● Page extract:

## start

# Carport with concrete floor for temporary living?



## renoven (Oct 30, 2014)

Hi everyone!  We need temporary quarters for remodeling, so we are considering closing in our carport for the purpose.

The concrete has no vapor barrier, so I am wondering if the bare floor would be livable?  We will have heaters and dehumidifiers in there.  We are in the humid South, and in the summer, the carport floors have gotten wet from the humidity.


----------



## oldognewtrick (Oct 30, 2014)

Why not just buy a cheap trailer or camper and sell it when you're finished?


----------



## nealtw (Oct 30, 2014)

A little expensive for a temp floor but it would solve the problem and maybe it could be sold or used elsewhere when you are done.
http://www.homedepot.ca/product/2-f...aioz5q10rTL2SajrqufL7poIlexxjjRb-MxoCn4fw_wcB


----------



## beachguy005 (Oct 30, 2014)

The concrete doesn't need a vapor barrier because the condensation isn't coming up through the concrete but the humidity in the air condenses on the colder concrete surface.  Once you close the space in you'll probably find it's no longer an issue.  Much like the colder tile floors inside don't get damp.


----------



## renoven (Oct 30, 2014)

nealtw said:


> A little expensive for a temp floor but it would solve the problem and maybe it could be sold or used elsewhere when you are done.
> http://www.homedepot.ca/product/2-f...aioz5q10rTL2SajrqufL7poIlexxjjRb-MxoCn4fw_wcB



Thanks, we looked into this option, but at at 24'x25' it would be too expensive for temporary.


----------



## renoven (Oct 30, 2014)

oldognewtrick said:


> Why not just buy a cheap trailer or camper and sell it when you're finished?



Is this the most common route that is taken during a remodel?


----------



## renoven (Oct 30, 2014)

I did not add .....that it is basically an attached garage that is finished on all the surfaces...nice wood ceiling and nice paneling on the walls inside a brick exterior.  It is an garage without the doors.


----------



## renoven (Oct 30, 2014)

## end

● Supplied data:
## start

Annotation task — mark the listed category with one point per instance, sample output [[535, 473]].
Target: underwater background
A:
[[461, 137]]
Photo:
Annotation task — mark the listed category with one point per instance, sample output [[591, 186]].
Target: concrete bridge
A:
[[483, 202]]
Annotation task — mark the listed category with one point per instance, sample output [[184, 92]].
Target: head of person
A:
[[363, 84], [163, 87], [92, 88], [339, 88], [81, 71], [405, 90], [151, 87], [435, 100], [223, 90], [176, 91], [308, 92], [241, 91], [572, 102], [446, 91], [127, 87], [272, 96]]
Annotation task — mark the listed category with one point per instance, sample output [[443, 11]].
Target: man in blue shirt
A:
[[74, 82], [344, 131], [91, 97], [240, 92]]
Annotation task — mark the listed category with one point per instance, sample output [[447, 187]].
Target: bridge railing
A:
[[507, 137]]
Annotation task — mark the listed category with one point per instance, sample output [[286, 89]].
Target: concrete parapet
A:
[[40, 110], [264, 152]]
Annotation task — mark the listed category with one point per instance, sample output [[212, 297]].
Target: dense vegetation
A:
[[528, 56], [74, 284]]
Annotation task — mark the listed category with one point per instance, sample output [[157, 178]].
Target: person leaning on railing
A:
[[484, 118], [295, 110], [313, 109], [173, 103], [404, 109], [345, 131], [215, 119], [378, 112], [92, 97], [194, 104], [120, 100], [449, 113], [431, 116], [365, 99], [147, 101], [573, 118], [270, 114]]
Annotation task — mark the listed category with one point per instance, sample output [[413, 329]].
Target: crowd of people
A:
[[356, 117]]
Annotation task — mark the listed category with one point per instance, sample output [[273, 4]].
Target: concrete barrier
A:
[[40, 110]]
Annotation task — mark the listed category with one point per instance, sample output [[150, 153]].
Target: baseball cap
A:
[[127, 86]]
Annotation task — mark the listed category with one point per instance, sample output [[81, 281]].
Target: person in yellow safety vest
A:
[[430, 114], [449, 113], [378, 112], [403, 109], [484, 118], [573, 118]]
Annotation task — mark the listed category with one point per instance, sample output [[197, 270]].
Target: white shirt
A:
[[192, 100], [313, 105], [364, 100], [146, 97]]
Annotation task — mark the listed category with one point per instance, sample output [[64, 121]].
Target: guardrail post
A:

## end

● Problems to solve:
1. Answer these questions about the carport thread:
(a) What does renoven say has happened to the carport floors in the summer?
(b) What dimensions does renoven give when calling the temporary floor too expensive?
(c) What is on the inside walls of the carport, according to renoven?
2. Please write out the part of the carport thread that opens with the words containing "## nealtw (Oct" and closes with "don't get damp.", and replace each "vapor barrier" in it with "moisture barrier".
The records have no role in any of this.

● Task-by-task answers:
1.
(a) They have gotten wet from the humidity.
(b) 24'x25'
(c) Nice paneling, inside a brick exterior.

2.
## nealtw (Oct 30, 2014)

A little expensive for a temp floor but it would solve the problem and maybe it could be sold or used elsewhere when you are done.
http://www.homedepot.ca/product/2-f...aioz5q10rTL2SajrqufL7poIlexxjjRb-MxoCn4fw_wcB


----------



## beachguy005 (Oct 30, 2014)

The concrete doesn't need a moisture barrier because the condensation isn't coming up through the concrete but the humidity in the air condenses on the colder concrete surface.  Once you close the space in you'll probably find it's no longer an issue.  Much like the colder tile floors inside don't get damp.